__Task statement__:
Copy out every line of the listing from the line containing "like [20, 66]." to the line containing "Query: rein", both included, and nothing else. Raise each coordinate in the answer points by 120, and leave every other number unchanged.

__Records shown__:

● ● ●

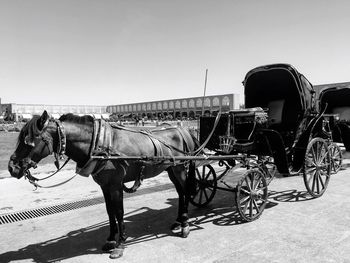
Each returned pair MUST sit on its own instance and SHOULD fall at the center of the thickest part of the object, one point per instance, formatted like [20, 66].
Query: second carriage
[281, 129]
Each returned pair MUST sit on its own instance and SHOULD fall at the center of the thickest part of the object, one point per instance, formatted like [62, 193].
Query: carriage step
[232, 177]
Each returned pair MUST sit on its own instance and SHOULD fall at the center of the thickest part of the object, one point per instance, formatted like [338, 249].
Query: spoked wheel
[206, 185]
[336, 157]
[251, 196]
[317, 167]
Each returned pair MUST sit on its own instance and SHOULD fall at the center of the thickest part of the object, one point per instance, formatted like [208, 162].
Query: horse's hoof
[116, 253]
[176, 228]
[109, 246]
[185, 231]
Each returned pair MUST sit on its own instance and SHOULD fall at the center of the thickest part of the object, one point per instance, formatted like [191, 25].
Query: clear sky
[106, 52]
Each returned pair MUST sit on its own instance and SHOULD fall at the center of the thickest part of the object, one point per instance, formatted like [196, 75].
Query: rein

● ● ●

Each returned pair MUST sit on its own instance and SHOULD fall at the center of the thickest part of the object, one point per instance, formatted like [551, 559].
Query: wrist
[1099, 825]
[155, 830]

● ● ●

__Correct result__:
Each returned pair MUST sit on its own instance and SHOULD fall at the center of the thickest part of the object, one point per instance, formatted like [20, 66].
Query: second carriage
[401, 249]
Each returned pair MUST sit on its own instance and SHOULD fall at the center of the thickest part of the object, one point per instance, formatted like [62, 193].
Query: carriage step
[352, 297]
Each returned pair MUST sit on its own instance and SHOULD fall at the center of the thickest part of the object, one point per instance, formatted like [338, 249].
Query: spoked wheel
[326, 305]
[456, 277]
[371, 316]
[437, 287]
Each returned pair MUST sit on its own instance and SHOULD fall at the center of the thickest part of the object, one point per instance, formatted like [208, 162].
Query: horse's hoof
[236, 373]
[296, 348]
[229, 366]
[305, 351]
Each returned pair MUST sit on its own instance and SHOULD fall at the center of the thickest part of the object, one point per instance, formatted like [191, 25].
Query: clear sky
[226, 172]
Each returned pair MUST sit on its own instance and SHOULD fall at the center of the thickest part of the object, one point per instance, formatted like [196, 75].
Query: rein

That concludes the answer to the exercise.